> [SELECTED EXTRACT]:
-=-=-=-=-

Implement FSDP2Strategy
=======================

Overview
========
The **FSDP2Strategy** implements Fully Sharded Data Parallel (FSDP) via PyTorch's FSDP2 implementation.
It enables distributed training with automatic model sharding and mixed precision support.

Features
========
- Automatic model parallelism
- Mixed precision training
- Checkpoint management
- Deferred optimizer state restoration
- Device mesh initialization

Initialize
==========
To initialize the **FSDP2Strategy**, use the following arguments:

.. code-block:: python

   strategy = FSDP2Strategy(
       data_parallel_size="auto",
       tensor_parallel_size="auto",
       checkpoint_io=None,
       mp_policy=None,
       parallelize_fn=None,
       **kwargs,
   )

Arguments:
----------
- **data_parallel_size** (*Union["auto", int]*): Number of data-parallel replicas.
- **tensor_parallel_size** (*Union["auto", int]*): Number of tensor-parallel groups.
- **checkpoint_io** (*optional*): Checkpoint I/O handler.
- **mp_policy** (*optional*): Mixed precision policy.
- **parallelize_fn** (*callable, optional*): Model parallelization function.

Parallelize
===========
The `parallelize()` method applies the sharding process to the model:

.. code-block:: python

   strategy.parallelize()

This method ensures that the model is only parallelized once.

Environment Setup
=================
The `setup_environment()` method initializes the distributed environment and device mesh:

.. code-block:: python

   strategy.setup_environment()

Manage Checkpoints
==================

Save Checkpoints
----------------
The `save_checkpoint()` method unshards the checkpoint and saves it to disk:

.. code-block:: python

   strategy.save_checkpoint(checkpoint, filepath)

Load Checkpoints
----------------
The `load_checkpoint()` method loads a checkpoint from disk:

.. code-block:: python

   checkpoint = strategy.load_checkpoint(filepath)

-=-=-=-=-

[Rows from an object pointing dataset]

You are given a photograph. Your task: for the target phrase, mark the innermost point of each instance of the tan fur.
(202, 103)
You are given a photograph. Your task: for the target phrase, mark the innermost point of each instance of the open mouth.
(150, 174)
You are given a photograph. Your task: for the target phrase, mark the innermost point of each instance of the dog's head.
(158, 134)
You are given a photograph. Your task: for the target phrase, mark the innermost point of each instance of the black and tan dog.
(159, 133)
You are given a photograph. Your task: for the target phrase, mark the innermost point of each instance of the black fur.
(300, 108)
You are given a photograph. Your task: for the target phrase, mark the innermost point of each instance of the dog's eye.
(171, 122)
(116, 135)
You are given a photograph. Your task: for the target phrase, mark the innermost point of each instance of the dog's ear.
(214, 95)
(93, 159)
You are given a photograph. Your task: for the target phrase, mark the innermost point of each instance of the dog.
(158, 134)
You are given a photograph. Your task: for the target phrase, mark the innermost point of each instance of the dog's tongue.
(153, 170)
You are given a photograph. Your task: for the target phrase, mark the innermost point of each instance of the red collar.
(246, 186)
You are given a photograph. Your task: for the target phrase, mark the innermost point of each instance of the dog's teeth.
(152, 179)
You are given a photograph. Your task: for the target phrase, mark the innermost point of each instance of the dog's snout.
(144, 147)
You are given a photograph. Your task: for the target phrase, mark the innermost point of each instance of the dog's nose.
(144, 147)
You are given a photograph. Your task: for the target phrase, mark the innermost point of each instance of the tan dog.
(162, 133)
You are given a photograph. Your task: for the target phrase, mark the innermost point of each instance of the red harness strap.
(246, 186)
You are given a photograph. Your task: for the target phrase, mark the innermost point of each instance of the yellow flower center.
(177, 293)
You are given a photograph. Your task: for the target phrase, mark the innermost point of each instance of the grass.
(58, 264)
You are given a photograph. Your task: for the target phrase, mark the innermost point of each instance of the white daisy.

-=-=-=-=-

> [STATED GOAL A]: Name every feature given under the "Features" header in the FSDP2Strategy documentation.
> [STATED GOAL B]: Carry on writing the FSDP2Strategy documentation, starting after its last line.
The listing has no connection to the FSDP2Strategy documentation.

> [REPLY A]:
- Automatic model parallelism
- Mixed precision training
- Checkpoint management
- Deferred optimizer state restoration
- Device mesh initialization

> [REPLY B]:
Restore Optimizer State
=======================
Optimizer state is deferred until the first training step. Use the following method to store the optimizer state:

.. code-block:: python

   strategy.load_optimizer_state_dict(checkpoint)

Train and Evaluate the Model
============================
Training Step
-------------
The `training_step()` method defines a single training iteration:

.. code-block:: python

   loss = strategy.training_step(batch, batch_idx)

Validation Step
---------------
The `validation_step()` method defines a validation iteration:

.. code-block:: python

   loss = strategy.validation_step(batch, batch_idx)

Test Step
---------
The `test_step()` method defines a test iteration:

.. code-block:: python

   loss = strategy.test_step(batch, batch_idx)

Prediction Step
---------------
The `predict_step()` method defines a prediction iteration:

.. code-block:: python

   result = strategy.predict_step(batch, batch_idx)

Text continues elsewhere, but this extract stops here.